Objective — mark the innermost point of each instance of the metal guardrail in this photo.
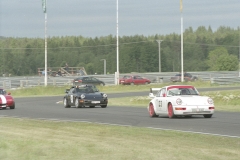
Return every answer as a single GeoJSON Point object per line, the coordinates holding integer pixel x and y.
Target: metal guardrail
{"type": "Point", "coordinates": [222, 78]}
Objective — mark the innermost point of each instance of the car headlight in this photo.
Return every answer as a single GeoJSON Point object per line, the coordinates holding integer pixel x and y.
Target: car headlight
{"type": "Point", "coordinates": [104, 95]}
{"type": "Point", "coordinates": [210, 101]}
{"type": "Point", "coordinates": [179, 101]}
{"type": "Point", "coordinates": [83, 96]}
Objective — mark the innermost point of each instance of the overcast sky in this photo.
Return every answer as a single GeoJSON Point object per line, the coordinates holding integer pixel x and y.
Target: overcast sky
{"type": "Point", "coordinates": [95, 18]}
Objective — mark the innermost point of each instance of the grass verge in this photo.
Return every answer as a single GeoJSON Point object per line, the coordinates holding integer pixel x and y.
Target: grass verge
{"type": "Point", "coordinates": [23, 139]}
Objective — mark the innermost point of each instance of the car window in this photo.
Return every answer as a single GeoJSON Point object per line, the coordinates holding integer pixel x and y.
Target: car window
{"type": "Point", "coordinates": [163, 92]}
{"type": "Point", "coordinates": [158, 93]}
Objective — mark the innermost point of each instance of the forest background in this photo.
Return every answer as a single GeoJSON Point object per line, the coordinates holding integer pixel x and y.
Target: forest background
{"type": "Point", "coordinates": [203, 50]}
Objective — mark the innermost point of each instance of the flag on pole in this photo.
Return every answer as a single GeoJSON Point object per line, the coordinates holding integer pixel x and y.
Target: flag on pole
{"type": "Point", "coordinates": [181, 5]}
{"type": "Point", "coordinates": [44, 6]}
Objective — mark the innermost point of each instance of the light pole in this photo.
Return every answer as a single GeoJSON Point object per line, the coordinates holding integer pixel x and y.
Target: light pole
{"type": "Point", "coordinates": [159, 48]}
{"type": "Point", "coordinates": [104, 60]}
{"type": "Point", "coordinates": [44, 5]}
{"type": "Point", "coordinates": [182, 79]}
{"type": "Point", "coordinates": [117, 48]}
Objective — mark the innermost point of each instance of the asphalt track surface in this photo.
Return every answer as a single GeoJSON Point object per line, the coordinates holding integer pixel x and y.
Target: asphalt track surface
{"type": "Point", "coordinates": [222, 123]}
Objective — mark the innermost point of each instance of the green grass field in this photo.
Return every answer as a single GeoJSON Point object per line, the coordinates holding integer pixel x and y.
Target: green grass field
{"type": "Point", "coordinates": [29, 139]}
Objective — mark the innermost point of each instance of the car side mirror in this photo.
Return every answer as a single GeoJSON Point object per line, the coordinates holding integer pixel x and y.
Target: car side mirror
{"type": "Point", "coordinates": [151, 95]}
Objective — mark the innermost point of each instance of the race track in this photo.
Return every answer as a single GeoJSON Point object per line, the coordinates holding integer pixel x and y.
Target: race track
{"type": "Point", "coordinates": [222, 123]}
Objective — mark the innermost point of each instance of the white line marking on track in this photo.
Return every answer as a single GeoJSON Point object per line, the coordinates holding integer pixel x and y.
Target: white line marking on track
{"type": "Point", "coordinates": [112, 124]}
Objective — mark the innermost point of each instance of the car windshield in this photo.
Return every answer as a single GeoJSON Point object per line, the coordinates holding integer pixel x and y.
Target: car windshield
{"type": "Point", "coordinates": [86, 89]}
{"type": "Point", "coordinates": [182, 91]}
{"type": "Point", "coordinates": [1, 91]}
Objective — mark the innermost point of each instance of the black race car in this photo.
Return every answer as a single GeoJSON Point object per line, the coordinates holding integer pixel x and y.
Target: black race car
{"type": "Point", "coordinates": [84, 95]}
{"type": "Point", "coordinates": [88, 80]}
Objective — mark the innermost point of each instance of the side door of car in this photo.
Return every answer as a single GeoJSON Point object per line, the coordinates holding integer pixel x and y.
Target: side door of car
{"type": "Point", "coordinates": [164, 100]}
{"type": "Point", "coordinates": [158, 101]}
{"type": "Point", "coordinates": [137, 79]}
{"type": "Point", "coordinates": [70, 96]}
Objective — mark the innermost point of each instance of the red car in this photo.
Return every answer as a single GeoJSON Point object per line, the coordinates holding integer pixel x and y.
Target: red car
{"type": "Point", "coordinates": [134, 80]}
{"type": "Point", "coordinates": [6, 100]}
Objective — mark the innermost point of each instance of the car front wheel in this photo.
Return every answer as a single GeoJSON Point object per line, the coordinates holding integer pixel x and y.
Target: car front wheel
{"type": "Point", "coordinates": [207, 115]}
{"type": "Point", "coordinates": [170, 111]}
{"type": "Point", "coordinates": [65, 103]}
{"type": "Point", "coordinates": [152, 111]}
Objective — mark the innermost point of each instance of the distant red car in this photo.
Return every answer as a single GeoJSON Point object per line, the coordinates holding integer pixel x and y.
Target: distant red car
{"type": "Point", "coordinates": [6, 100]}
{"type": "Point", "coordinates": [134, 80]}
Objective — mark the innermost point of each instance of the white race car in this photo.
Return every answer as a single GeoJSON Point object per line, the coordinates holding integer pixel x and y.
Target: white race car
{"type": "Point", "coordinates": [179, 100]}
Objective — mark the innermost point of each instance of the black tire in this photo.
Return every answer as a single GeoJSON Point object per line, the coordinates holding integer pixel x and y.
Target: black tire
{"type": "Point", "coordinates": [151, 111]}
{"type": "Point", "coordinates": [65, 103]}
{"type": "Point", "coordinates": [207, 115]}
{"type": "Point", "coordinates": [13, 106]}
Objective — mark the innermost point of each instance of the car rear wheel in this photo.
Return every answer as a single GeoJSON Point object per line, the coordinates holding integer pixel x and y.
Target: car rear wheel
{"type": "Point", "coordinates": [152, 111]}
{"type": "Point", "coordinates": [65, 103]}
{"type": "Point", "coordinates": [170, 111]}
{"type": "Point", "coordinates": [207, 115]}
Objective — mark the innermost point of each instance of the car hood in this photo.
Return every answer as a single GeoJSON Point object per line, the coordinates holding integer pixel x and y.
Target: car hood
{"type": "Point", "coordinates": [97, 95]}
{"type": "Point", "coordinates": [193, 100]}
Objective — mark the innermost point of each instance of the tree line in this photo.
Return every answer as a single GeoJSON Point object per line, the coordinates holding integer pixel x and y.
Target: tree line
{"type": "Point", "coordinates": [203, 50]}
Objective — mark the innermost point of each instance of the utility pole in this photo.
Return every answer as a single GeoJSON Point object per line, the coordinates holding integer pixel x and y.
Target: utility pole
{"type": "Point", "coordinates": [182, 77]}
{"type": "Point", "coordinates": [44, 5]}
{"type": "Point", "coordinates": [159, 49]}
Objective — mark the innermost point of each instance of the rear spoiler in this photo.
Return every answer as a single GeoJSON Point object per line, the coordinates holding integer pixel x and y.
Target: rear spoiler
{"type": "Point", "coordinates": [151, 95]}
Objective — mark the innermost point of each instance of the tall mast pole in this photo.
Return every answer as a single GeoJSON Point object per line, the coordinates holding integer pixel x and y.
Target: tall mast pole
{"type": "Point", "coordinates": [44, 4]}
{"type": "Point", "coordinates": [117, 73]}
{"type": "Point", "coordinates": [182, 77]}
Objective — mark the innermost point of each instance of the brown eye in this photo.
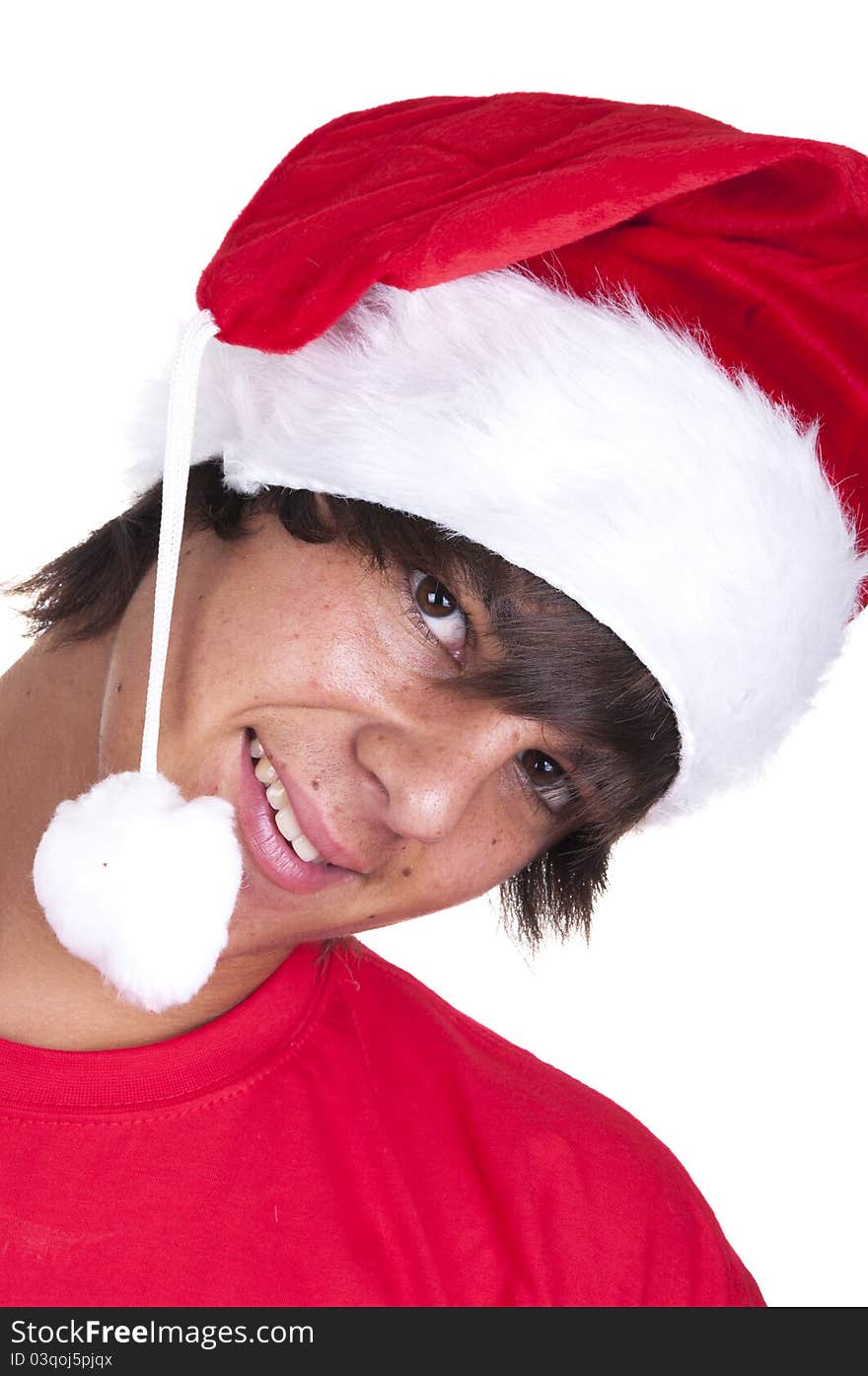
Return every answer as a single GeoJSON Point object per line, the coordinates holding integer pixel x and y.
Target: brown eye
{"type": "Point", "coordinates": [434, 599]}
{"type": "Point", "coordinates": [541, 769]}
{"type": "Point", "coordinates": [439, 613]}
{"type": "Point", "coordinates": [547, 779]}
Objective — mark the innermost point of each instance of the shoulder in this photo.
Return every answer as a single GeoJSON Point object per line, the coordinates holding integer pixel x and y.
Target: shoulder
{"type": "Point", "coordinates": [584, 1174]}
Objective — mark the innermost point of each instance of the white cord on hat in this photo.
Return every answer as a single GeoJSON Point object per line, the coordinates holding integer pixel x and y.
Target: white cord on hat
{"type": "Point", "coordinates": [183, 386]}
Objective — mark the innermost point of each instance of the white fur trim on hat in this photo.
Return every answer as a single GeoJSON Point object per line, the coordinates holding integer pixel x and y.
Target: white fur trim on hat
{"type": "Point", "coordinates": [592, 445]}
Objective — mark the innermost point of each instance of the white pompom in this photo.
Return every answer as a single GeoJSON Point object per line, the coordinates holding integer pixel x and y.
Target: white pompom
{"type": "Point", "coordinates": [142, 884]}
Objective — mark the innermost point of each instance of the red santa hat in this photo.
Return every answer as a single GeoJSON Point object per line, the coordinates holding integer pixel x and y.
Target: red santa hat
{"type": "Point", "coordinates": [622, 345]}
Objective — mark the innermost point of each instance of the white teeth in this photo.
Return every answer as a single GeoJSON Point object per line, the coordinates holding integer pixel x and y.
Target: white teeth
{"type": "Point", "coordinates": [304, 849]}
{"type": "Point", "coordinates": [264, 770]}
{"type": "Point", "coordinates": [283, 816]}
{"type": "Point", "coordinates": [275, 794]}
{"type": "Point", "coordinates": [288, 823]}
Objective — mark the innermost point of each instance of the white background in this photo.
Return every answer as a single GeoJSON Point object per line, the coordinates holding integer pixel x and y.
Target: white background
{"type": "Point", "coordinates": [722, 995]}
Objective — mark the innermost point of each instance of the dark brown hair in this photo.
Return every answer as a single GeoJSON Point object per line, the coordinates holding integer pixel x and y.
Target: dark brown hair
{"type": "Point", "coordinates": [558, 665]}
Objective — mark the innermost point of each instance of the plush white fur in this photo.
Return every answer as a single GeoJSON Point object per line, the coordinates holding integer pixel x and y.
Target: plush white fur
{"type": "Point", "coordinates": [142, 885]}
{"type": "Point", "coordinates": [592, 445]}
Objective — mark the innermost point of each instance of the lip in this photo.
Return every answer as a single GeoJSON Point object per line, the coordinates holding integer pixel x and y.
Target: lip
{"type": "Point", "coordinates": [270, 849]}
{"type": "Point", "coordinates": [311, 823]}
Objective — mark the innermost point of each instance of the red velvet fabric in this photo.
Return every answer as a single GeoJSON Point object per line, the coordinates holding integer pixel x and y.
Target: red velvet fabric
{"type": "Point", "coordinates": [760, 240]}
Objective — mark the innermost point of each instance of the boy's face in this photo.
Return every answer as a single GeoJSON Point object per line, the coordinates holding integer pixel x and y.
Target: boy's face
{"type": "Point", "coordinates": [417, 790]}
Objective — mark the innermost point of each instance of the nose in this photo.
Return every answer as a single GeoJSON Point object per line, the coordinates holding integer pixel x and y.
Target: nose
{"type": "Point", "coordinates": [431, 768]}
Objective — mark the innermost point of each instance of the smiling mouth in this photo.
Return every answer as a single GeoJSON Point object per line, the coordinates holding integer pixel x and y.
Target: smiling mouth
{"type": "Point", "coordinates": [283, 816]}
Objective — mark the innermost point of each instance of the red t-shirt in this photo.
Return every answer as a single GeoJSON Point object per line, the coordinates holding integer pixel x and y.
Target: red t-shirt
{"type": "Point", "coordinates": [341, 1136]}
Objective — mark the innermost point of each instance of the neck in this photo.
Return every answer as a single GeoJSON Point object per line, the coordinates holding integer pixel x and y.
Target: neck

Problem requirements. Reproduce word for word every line from the one containing "nose in this photo." through the last line of the items, including both of those lines.

The response.
Objective — mark the innermost point of each instance of the nose in this photo.
Return every answer as a single GeoJSON Point object per line, the coordinates holding integer pixel x and y.
Target: nose
{"type": "Point", "coordinates": [431, 768]}
Objective — mark the innermost point of each instance of the smiling mouth in this photo.
Return every answer as a single GeoJSON Point object per line, the coordinates holding integer pixel x and y.
Target: smiling mouth
{"type": "Point", "coordinates": [283, 816]}
Objective — mark the innermost point of each instance of the red t-shirt in this photo.
Return every answer as a single GeoJSON Point object per line, the coordinates holding integer pixel x and y.
Target: red t-shirt
{"type": "Point", "coordinates": [341, 1136]}
Objective — mark the innermost point of each instance of the neck in this photo.
Return every answer as a single GeoJSON Point object per line, the coordinates holding integer pixel x and y.
Target: neck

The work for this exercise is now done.